◆ **Selected text**
####

Zika virus: Breaking the myths on how the infection really spreads
Washington: Good news! According to a study, kissing or sharing a fork or spoon is not enough for the Zika virus to move between hosts. It is transmitted to people, primarily through the bite of an infected Aedes species mosquito, and these same mosquitoes spread dengue and chikungunya viruses.
After infection, the Zika virus is present in blood and saliva for up to about two weeks, but it remains in bodily fluids like breast milk for weeks and semen for months and the virus can also be spread by sexual intercourse.
Study author Tom Friedrich from the University of Wisconsin-Madison in Madison, United States said that if passing the virus by casual contact were easy, then the researchers would see a lot more of what they would call secondary transmission in a place like the United States.
"Transmission via saliva is theoretically possible, but it would require extraordinarily high viral loads that just aren't present in the vast majority of infected people," Friedrich noted. They conducted study on rhesus macaque monkeys infected with the strain of Zika virus and their saliva were collected from the infected monkeys.
They swabbed the tonsils of five uninfected monkeys with the saliva, and swabbed the tonsils of three monkeys with a concentrated high dose of Zika virus in solution. The findings indicated that none of the saliva-swabbed monkeys developed an infection and nor did a pair of monkeys who had infected saliva swabbed in their nostrils or eyelids.

####

◆ **Task set**
- A) From the article on Zika virus transmission, print everything from "After infection, the" down to "by sexual intercourse.".
- B) Proceed with the article on Zika virus transmission, picking up after its final sentence.
The entries that come next are separate material with no connection to the Zika virus article.

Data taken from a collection
####

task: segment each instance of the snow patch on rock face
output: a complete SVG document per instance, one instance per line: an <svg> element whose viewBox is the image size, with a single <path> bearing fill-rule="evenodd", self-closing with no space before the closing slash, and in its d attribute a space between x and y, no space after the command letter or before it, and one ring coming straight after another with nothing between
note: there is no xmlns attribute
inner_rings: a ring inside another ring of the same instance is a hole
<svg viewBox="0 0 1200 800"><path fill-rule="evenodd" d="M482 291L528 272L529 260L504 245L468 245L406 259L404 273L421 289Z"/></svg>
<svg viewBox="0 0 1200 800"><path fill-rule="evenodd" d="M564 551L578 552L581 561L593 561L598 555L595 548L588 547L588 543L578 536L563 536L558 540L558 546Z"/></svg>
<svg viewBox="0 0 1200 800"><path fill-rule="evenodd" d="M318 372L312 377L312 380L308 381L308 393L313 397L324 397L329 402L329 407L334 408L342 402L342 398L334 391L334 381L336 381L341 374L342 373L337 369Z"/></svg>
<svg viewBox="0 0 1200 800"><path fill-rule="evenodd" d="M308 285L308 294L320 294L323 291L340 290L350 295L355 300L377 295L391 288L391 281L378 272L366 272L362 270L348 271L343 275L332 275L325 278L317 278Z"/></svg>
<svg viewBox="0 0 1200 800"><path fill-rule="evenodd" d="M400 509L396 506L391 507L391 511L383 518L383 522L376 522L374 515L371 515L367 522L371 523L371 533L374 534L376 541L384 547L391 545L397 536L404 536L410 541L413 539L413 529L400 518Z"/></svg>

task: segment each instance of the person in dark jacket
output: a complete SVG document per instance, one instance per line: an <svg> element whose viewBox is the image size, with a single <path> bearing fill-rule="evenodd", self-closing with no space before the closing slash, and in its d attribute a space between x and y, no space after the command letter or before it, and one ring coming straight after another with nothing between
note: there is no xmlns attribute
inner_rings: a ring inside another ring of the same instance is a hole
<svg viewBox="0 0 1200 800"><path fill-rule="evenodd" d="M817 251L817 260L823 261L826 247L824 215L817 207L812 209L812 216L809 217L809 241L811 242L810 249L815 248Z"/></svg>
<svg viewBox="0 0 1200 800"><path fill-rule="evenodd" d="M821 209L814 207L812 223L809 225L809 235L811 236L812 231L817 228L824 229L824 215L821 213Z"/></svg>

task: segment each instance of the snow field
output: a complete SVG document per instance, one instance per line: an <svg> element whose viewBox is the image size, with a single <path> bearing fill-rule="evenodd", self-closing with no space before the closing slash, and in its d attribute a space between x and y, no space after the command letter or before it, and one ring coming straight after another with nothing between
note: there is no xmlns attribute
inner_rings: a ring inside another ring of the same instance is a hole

####

◆ **Answers in order**
- A)
After infection, the Zika virus is present in blood and saliva for up to about two weeks, but it remains in bodily fluids like breast milk for weeks and semen for months and the virus can also be spread by sexual intercourse.

- B)
However, all three monkeys who had high-dose virus applied directly to their tonsils in the absence of saliva got infected (though the infection took slightly longer to develop than in monkeys infected under their skin). But saliva itself may do a lot of work to thwart Zika's infection potential.
Friedrich stated that if one adds monkey saliva to the virus then a person reduces the ability of the virus to infect cells. The study's infected monkeys had very little active virus in their saliva, compared to the amounts typically passed into people or monkeys by mosquito bites.
The monkeys who were swabbed with the high dose of virus encountered nearly 80,000 times the number of Zika particles the researchers counted in the saliva from the infected monkeys. The findings appear in the journal Nature Communications.